→ **Document**:
24 janv. 2019

Gilets Jaunes : La Marseillaise, Macron et les cinq axes de la Révolution


Gilets Jaunes : 

La Marseillaise, Macron 

et les cinq axes de la Révolution 


par 

Alexandre Gerbi 


La Marseillaise accompagne le mouvement des Gilets Jaunes depuis le premier jour. Beaucoup y ont vu une marque de patriotisme encore vivace dans les milieux populaires, tandis que ce sentiment a souvent disparu chez les « élites ». C’est sans doute vrai. Mais c’est oublier qu’avant d’être un hymne national, le « tube » de Rouget de l’Isle est surtout le chant révolutionnaire par excellence. Et ce bien au-delà des frontières de la France. Tout au long du XXe siècle, une grande partie des révolutions autour du globe se sont faites au son d’« Aux armes, citoyens ! ». Depuis la révolution de 1917, où La Marseillaise était chantée dans la version russe bien davantage que L’Internationale, jusqu’à la révolution chinoise (manquée) de 1989 sur la place Tian’anmen (où elle fut chantée en français par les manifestants), en passant par la République espagnole en 1931 et le Chili d’Allende. Le général Giap lui-même, le vainqueur de Diên Biên Phu, l’entonna avec émotion, le 14 juillet 1989, à l’ambassade de France d’Hô-Chi-Minh-Ville, l’ancienne Saïgon… 

Parmi les poncifs de l’heure, il est commun ces temps-ci d’entendre que les Gilets Jaunes seraient probablement rentrés dans leurs foyers si, au lieu de leur opposer un silence entrecoupé d’injures, le gouvernement Macron-Philippe avait d’emblée lâché du lest sur la taxe gazole, la CSG et le SMIC. Rien n’est moins sûr. Et le croire, c’est risquer de prendre les Gilets Jaunes pour plus légers qu’ils ne le donnent à voir depuis maintenant plus de deux mois. Comme l’indique La Marseillaise scandée par les foules sur les ronds-points et dans les manifs, le mouvement qui soulève d’enthousiasme la grande majorité du Pays depuis dix semaines est bien plus qu’une révolte fiscale : il est l’expression d’un immense et profond ras-le-bol à l’égard du Système, et d’une volonté d’en finir avec lui. Par une véritable Révolution.

→ **Consignes**:
[a] Transcrivez un passage de l'article sur les Gilets Jaunes : commencez aux mots « Parmi les poncifs » et arrêtez-vous après les mots « une véritable Révolution. ».
[b] Réécrivez plus brièvement le paragraphe de l'article sur les Gilets Jaunes qui commence par « Parmi les poncifs de l'heure », en conservant ses faits principaux.

→ **Matériel présenté**:
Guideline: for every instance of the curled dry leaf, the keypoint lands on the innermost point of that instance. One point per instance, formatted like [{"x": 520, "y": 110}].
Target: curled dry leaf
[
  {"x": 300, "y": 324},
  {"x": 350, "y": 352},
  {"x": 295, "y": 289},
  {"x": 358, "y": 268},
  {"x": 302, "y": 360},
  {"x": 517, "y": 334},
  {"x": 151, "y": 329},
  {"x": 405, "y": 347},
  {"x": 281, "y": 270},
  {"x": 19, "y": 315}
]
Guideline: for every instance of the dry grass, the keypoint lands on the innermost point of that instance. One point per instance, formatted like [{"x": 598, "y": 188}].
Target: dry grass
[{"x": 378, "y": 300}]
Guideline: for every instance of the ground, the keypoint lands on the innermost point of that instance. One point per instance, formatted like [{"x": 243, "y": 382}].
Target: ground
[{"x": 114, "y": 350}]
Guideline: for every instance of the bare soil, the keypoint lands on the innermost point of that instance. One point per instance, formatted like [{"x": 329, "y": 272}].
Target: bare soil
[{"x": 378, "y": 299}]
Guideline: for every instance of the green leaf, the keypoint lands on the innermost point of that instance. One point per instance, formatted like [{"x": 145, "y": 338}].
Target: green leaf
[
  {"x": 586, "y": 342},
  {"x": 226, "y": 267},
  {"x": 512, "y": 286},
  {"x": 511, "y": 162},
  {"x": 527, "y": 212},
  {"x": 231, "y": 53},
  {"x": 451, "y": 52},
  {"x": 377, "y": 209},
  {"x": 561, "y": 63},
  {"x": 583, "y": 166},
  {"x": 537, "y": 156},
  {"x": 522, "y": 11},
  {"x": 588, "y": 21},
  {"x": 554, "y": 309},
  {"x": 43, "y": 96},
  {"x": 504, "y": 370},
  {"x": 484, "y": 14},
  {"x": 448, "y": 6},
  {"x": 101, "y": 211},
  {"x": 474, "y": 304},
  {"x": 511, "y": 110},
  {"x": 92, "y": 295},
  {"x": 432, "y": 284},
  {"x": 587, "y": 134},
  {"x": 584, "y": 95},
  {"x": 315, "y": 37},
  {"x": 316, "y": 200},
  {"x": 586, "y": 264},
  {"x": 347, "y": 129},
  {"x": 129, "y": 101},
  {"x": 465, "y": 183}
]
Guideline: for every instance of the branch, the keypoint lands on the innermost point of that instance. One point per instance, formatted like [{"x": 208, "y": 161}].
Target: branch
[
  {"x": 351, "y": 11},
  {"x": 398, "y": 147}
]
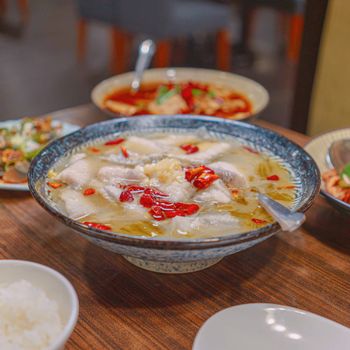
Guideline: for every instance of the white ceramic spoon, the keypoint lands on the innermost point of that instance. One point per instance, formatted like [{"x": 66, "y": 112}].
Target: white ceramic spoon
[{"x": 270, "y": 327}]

→ **Réponses**:
[a]
Parmi les poncifs de l’heure, il est commun ces temps-ci d’entendre que les Gilets Jaunes seraient probablement rentrés dans leurs foyers si, au lieu de leur opposer un silence entrecoupé d’injures, le gouvernement Macron-Philippe avait d’emblée lâché du lest sur la taxe gazole, la CSG et le SMIC. Rien n’est moins sûr. Et le croire, c’est risquer de prendre les Gilets Jaunes pour plus légers qu’ils ne le donnent à voir depuis maintenant plus de deux mois. Comme l’indique La Marseillaise scandée par les foules sur les ronds-points et dans les manifs, le mouvement qui soulève d’enthousiasme la grande majorité du Pays depuis dix semaines est bien plus qu’une révolte fiscale : il est l’expression d’un immense et profond ras-le-bol à l’égard du Système, et d’une volonté d’en finir avec lui. Par une véritable Révolution.

[b] On entend souvent que les Gilets Jaunes seraient rentrés chez eux si le gouvernement Macron-Philippe avait cédé dès le début sur la taxe gazole, la CSG et le SMIC, au lieu de leur opposer silence et injures. Rien n'est moins sûr, et le croire revient à sous-estimer un mouvement actif depuis plus de deux mois. Comme le montre La Marseillaise chantée sur les ronds-points et dans les manifestations, ce mouvement, qui enthousiasme la grande majorité du Pays depuis dix semaines, dépasse la révolte fiscale. Il exprime un profond ras-le-bol envers le Système et la volonté d'en finir avec lui par une véritable Révolution.